§ WORK TO BE COMPLETED: Wherever a line in the records contains the word "positive", return that line.

═════ INFORMATION GIVEN ═════

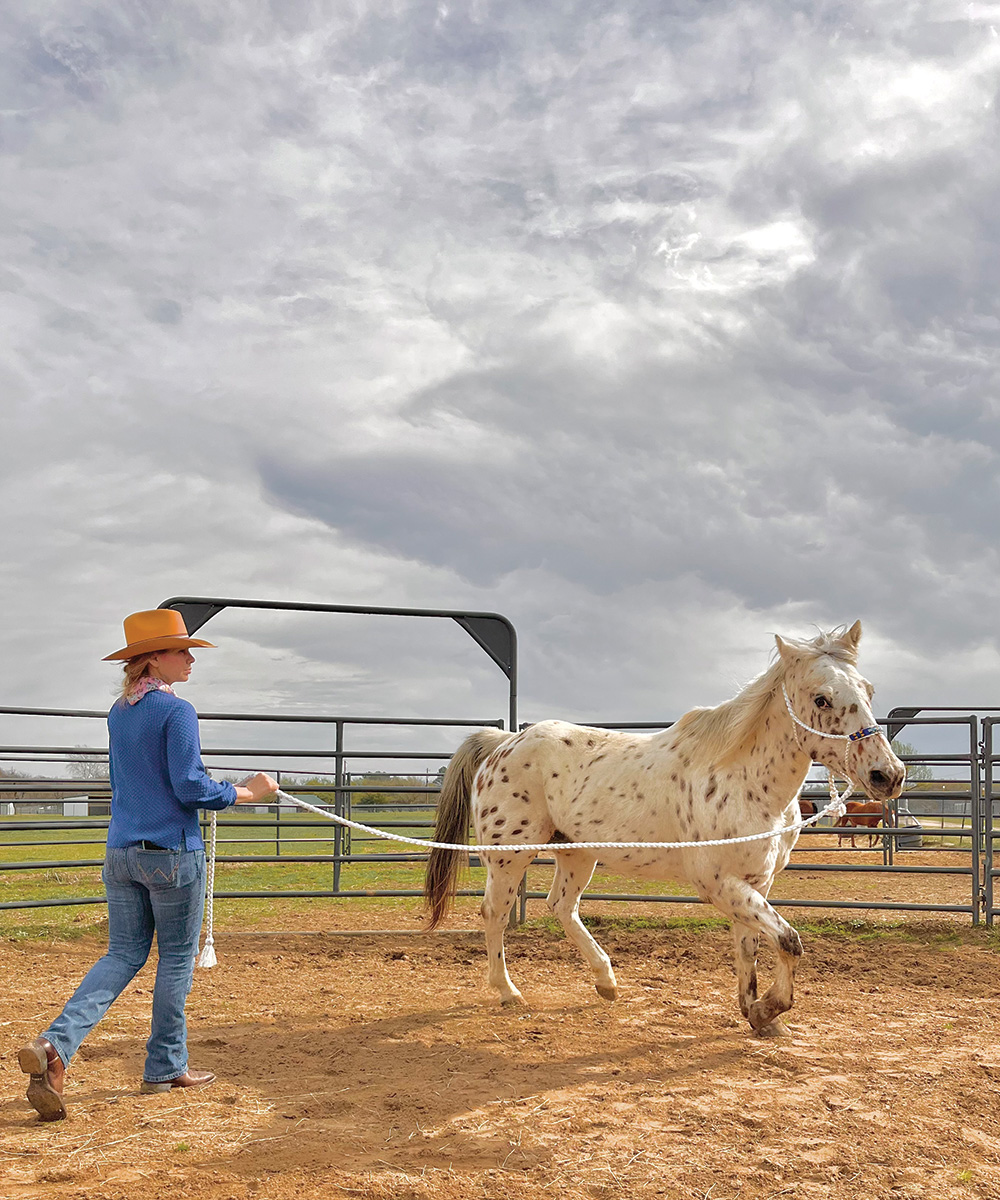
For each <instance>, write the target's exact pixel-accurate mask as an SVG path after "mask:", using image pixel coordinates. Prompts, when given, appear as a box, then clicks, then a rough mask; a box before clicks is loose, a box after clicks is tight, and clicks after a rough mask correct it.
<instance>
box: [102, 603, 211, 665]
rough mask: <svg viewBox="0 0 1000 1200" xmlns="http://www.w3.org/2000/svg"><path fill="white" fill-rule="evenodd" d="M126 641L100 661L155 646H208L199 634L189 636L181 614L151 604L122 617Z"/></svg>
mask: <svg viewBox="0 0 1000 1200" xmlns="http://www.w3.org/2000/svg"><path fill="white" fill-rule="evenodd" d="M124 624H125V641H126V642H127V646H126V647H125V648H124V649H121V650H115V652H114V654H108V655H107V658H104V659H103V660H102V661H104V662H110V661H112V660H113V659H134V658H136V655H137V654H152V653H154V652H155V650H185V649H187V647H188V646H210V647H212V648H214V643H212V642H203V641H202V638H200V637H188V636H187V626H186V625H185V624H184V617H181V614H180V613H179V612H175V611H174V610H173V608H154V610H151V611H150V612H133V613H132V614H131V616H130V617H126V618H125V622H124Z"/></svg>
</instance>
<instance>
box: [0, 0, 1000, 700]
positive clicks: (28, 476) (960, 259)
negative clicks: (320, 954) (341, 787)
mask: <svg viewBox="0 0 1000 1200" xmlns="http://www.w3.org/2000/svg"><path fill="white" fill-rule="evenodd" d="M994 24H996V13H994V11H993V10H992V8H990V7H989V6H978V7H977V6H972V7H969V6H965V5H962V6H959V5H956V4H951V2H944V0H942V2H940V4H934V5H929V6H928V5H924V4H920V5H917V4H909V2H903V4H899V2H896V4H888V2H885V4H882V2H876V4H864V5H860V4H828V5H819V6H814V7H813V8H810V10H809V11H804V10H801V8H796V7H795V6H788V5H784V4H768V2H759V4H748V5H742V6H739V7H738V10H735V8H733V7H732V6H731V5H712V4H705V5H684V4H677V5H672V6H669V7H667V8H664V7H663V6H661V5H652V4H628V5H617V6H615V5H612V6H611V7H610V8H609V6H607V5H599V4H595V2H579V4H571V2H565V4H557V5H537V4H527V2H515V4H504V5H499V4H487V2H478V4H473V5H462V6H459V5H450V6H449V5H448V4H438V2H435V4H423V2H408V4H402V5H384V4H378V2H375V0H372V2H366V4H359V5H355V6H352V7H351V8H346V7H345V6H342V5H333V4H313V2H305V0H301V2H299V0H295V2H292V0H287V2H286V0H282V2H281V4H277V2H275V4H265V2H255V4H248V5H244V6H241V7H239V8H227V10H217V11H216V10H212V11H208V10H205V8H204V6H198V5H193V4H178V5H173V6H169V7H168V8H163V7H162V6H154V5H149V4H140V2H137V0H136V2H128V4H124V5H119V6H116V7H115V8H114V10H108V8H107V7H106V6H100V5H80V4H78V2H74V4H70V2H68V0H66V2H62V4H46V5H36V4H30V2H29V4H25V5H22V6H19V8H18V12H17V13H16V14H14V16H13V18H12V22H11V23H10V24H8V26H7V31H6V34H5V35H4V43H2V46H0V50H2V53H0V64H2V66H0V110H1V112H0V172H2V175H4V182H5V186H4V187H2V188H0V246H1V248H2V262H4V264H5V265H4V268H2V271H1V272H0V319H2V322H4V328H5V330H6V332H7V338H6V346H5V347H4V348H2V349H0V388H2V396H4V400H2V409H0V422H2V430H1V431H0V432H2V437H4V442H5V445H6V446H8V448H10V449H8V455H7V457H8V461H7V462H6V463H5V475H4V478H2V480H0V499H2V500H4V503H5V505H6V511H8V512H13V514H16V518H14V520H12V521H10V522H8V523H7V526H6V528H5V530H4V534H2V548H4V552H5V563H6V564H7V570H6V576H5V580H6V584H7V587H6V589H5V592H6V595H5V610H6V620H5V625H6V630H7V631H6V632H5V634H0V650H2V653H4V655H5V662H6V664H7V680H8V683H7V686H8V689H10V690H11V694H12V695H11V697H7V698H8V700H11V698H22V697H30V698H31V700H34V701H35V702H37V703H55V695H59V696H62V694H64V691H65V685H64V684H61V683H60V684H59V685H58V686H56V684H55V682H54V680H55V679H60V680H62V679H65V674H64V666H65V662H64V655H65V653H66V650H65V648H66V647H77V648H78V649H77V653H78V654H79V660H77V658H76V654H74V656H73V671H72V674H73V678H74V679H76V680H77V685H76V689H77V690H78V691H79V692H80V695H79V696H78V698H77V702H79V703H83V704H88V706H89V704H91V703H97V702H100V701H102V698H103V696H104V694H106V691H107V677H106V676H104V674H102V673H101V672H102V670H103V668H101V667H98V666H95V665H94V662H92V661H91V656H92V658H94V659H96V658H98V656H100V655H98V654H97V652H98V650H100V652H101V653H107V652H108V649H109V648H110V647H106V643H107V641H108V637H110V638H112V641H114V637H115V636H116V634H115V631H116V630H118V628H119V623H120V618H121V616H122V613H124V612H126V611H130V610H131V608H140V607H145V606H148V605H150V604H156V602H158V601H160V600H161V599H163V598H164V596H166V595H169V594H176V593H184V592H187V593H210V594H235V595H258V596H264V598H276V599H281V598H288V596H292V598H300V599H304V600H310V599H315V600H328V601H331V602H346V604H349V602H358V604H364V602H372V604H399V605H403V606H423V605H426V606H431V607H463V606H467V607H473V608H485V610H499V611H503V612H507V613H508V614H509V616H510V617H511V618H513V619H514V620H515V623H516V624H517V626H519V630H520V632H521V643H522V654H523V659H522V695H523V702H525V706H526V707H527V708H528V709H529V710H528V712H526V714H525V715H528V716H532V718H535V716H543V715H552V714H556V713H558V714H562V715H574V716H577V718H581V719H598V718H599V716H600V715H601V714H603V713H613V715H621V716H623V718H625V716H630V718H634V719H637V718H642V716H643V715H647V714H651V713H653V712H654V710H655V718H659V716H666V715H670V714H676V712H678V710H679V709H681V708H683V707H687V706H688V704H690V703H695V702H701V703H707V702H713V701H715V700H721V698H723V697H724V696H725V695H729V694H730V692H731V691H732V690H733V689H735V686H737V685H738V683H739V682H742V680H743V679H745V678H747V677H748V676H749V674H753V673H754V672H755V671H758V670H760V668H761V667H762V666H764V664H765V661H766V656H767V653H768V650H770V646H771V642H770V635H771V632H772V631H773V630H780V631H785V632H797V631H808V629H809V628H810V626H812V625H813V624H821V625H824V624H826V625H828V624H834V623H839V622H844V620H852V619H854V618H855V617H858V616H860V617H862V619H863V620H864V622H866V628H867V638H866V653H868V654H870V659H872V664H873V665H872V666H869V673H870V674H872V676H873V677H875V676H876V671H878V670H880V671H881V672H882V678H884V679H885V680H886V682H887V683H886V686H887V688H888V692H890V698H893V700H894V701H896V702H899V703H903V702H905V701H906V697H908V694H910V689H918V688H920V689H926V694H929V692H930V691H934V692H935V694H939V695H941V696H942V697H946V696H958V695H959V694H962V701H963V702H966V701H968V700H969V698H970V697H972V692H975V695H976V696H982V697H983V701H982V702H984V700H986V698H990V695H989V688H990V686H992V684H990V679H992V676H990V672H992V671H993V667H994V666H995V659H996V648H995V634H994V630H993V628H992V619H990V617H989V613H990V612H992V606H993V598H994V596H995V594H996V590H998V562H996V550H995V528H996V524H998V485H996V478H998V475H996V455H998V416H999V415H1000V401H998V330H1000V314H998V311H996V300H995V295H994V292H995V289H994V280H995V276H996V270H995V268H996V259H998V222H996V216H995V212H996V210H998V205H996V193H998V167H996V161H995V155H994V152H993V149H994V145H995V137H996V92H998V67H1000V41H998V37H996V34H995V30H994ZM220 620H222V619H221V618H220ZM227 620H228V617H227ZM38 623H42V624H46V625H48V626H49V628H52V629H54V630H58V631H59V636H58V637H55V638H54V640H53V638H48V640H47V641H46V649H38V648H34V649H29V647H30V640H28V641H26V640H25V638H24V636H23V630H25V629H31V628H34V626H35V625H37V624H38ZM227 628H232V634H230V635H229V636H230V637H232V642H230V644H229V649H228V650H224V649H221V650H220V652H218V656H217V659H216V660H215V662H216V665H215V666H212V667H211V668H209V666H208V664H205V674H204V676H200V677H199V680H198V683H197V685H194V686H197V689H200V691H199V695H200V696H203V697H204V700H205V704H215V706H216V707H226V708H228V707H232V703H233V700H232V691H233V690H236V691H240V692H241V694H245V695H248V696H250V700H248V702H250V703H252V704H261V706H265V704H267V703H275V704H283V706H295V704H306V703H318V704H322V703H330V704H337V706H340V704H342V706H345V707H347V708H355V706H357V704H364V706H373V707H375V708H381V710H382V712H385V710H390V709H391V708H393V706H394V704H399V706H402V708H405V709H406V710H407V712H411V713H419V712H420V710H421V708H423V707H424V706H427V707H439V708H448V707H450V704H451V703H453V702H455V703H457V702H460V701H461V702H462V703H467V704H468V706H469V707H471V708H473V709H475V710H477V713H478V715H483V707H481V706H493V704H496V695H497V691H496V689H497V680H496V679H495V678H493V676H492V674H491V671H492V668H491V667H490V665H489V664H480V662H479V661H478V659H477V658H475V656H474V655H473V656H472V658H469V656H468V654H469V647H467V646H466V644H465V642H462V640H461V638H460V641H459V642H457V643H455V644H451V643H450V642H448V641H442V642H441V643H438V642H435V643H433V655H432V658H433V664H432V665H431V664H427V662H423V660H421V656H420V653H419V652H420V649H421V647H420V646H417V647H415V650H414V648H411V647H408V644H407V643H406V640H405V638H403V637H402V635H395V634H391V635H390V634H387V632H383V631H382V630H381V629H379V630H372V631H370V632H366V634H365V635H364V636H363V635H360V634H346V632H345V634H340V632H337V634H334V632H333V631H327V626H324V625H323V624H322V623H316V622H307V620H303V622H300V623H298V624H297V623H294V622H293V623H291V624H283V623H280V622H269V620H264V619H258V620H256V622H252V620H244V622H242V623H240V622H235V620H234V623H233V624H232V626H228V625H224V624H220V629H222V630H223V632H224V630H226V629H227ZM222 636H223V635H222V634H220V637H222ZM436 636H437V635H436ZM430 648H431V647H430V643H429V646H427V649H429V650H430ZM421 662H423V665H421ZM199 667H200V665H199ZM403 676H406V680H409V682H406V680H405V679H403ZM886 686H882V689H881V691H880V695H881V694H885V691H886ZM966 689H968V690H966ZM921 698H924V697H923V696H922V697H921ZM972 698H975V697H972ZM942 702H944V701H942ZM976 702H981V701H976ZM199 703H200V700H199ZM499 707H501V708H502V706H499ZM487 710H489V709H487Z"/></svg>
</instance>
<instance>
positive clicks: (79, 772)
mask: <svg viewBox="0 0 1000 1200" xmlns="http://www.w3.org/2000/svg"><path fill="white" fill-rule="evenodd" d="M70 778H71V779H83V780H89V779H108V778H109V772H108V760H107V758H106V757H103V756H102V755H96V754H82V755H79V756H78V757H76V758H74V760H73V761H72V762H71V763H70Z"/></svg>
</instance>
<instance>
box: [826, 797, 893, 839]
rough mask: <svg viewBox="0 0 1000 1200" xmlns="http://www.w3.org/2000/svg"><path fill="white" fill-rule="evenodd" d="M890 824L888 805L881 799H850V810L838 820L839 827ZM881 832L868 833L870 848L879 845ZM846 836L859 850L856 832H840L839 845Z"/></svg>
mask: <svg viewBox="0 0 1000 1200" xmlns="http://www.w3.org/2000/svg"><path fill="white" fill-rule="evenodd" d="M884 824H888V806H887V805H886V804H884V803H882V802H881V800H867V802H864V803H862V802H861V800H848V811H846V812H845V814H844V816H842V817H840V818H839V820H838V821H837V827H845V826H855V827H858V828H862V829H874V828H876V827H878V826H884ZM880 836H881V834H878V833H869V834H868V848H869V850H870V848H872V847H873V846H878V844H879V838H880ZM846 838H850V839H851V847H852V848H854V850H857V845H856V842H855V834H852V833H851V834H846V833H838V834H837V845H838V846H839V845H840V844H842V842H843V841H844V840H845V839H846Z"/></svg>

═════

§ ANSWER BOX:
positive clicks: (28, 476) (960, 259)
positive clicks: (79, 772)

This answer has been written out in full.